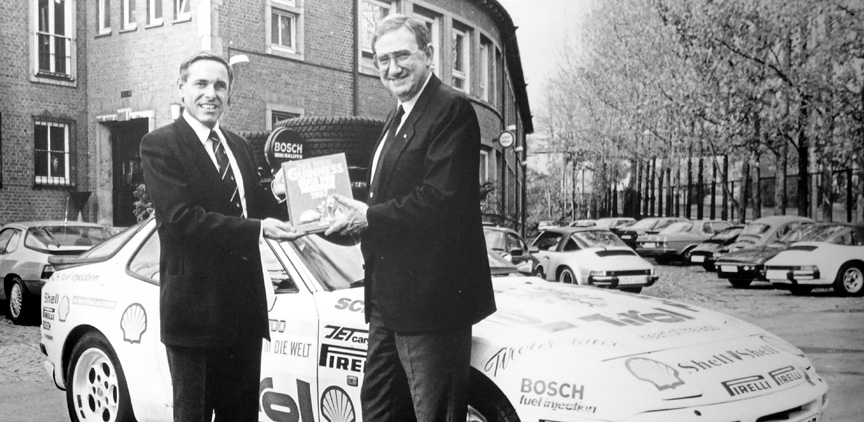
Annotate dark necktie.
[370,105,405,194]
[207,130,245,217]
* * *
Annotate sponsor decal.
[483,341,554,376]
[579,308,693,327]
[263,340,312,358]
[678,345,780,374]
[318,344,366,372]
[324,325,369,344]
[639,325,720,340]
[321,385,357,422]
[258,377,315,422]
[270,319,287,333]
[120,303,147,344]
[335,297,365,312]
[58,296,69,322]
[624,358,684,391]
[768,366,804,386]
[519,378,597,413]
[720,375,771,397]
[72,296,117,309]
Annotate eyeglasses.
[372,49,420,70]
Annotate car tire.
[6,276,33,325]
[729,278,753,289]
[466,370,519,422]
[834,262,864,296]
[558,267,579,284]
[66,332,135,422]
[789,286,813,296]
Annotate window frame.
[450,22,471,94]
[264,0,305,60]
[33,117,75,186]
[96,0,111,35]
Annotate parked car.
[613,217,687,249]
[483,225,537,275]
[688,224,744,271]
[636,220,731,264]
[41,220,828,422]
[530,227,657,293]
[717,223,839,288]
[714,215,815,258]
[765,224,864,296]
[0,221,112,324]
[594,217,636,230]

Exercise details:
Please show each line of the records that contains the word "Annotate".

Exercise solution:
Annotate dark necktie.
Annotate sponsor decal.
Annotate eyeglasses.
Annotate car tire.
Annotate window frame.
Annotate parked car.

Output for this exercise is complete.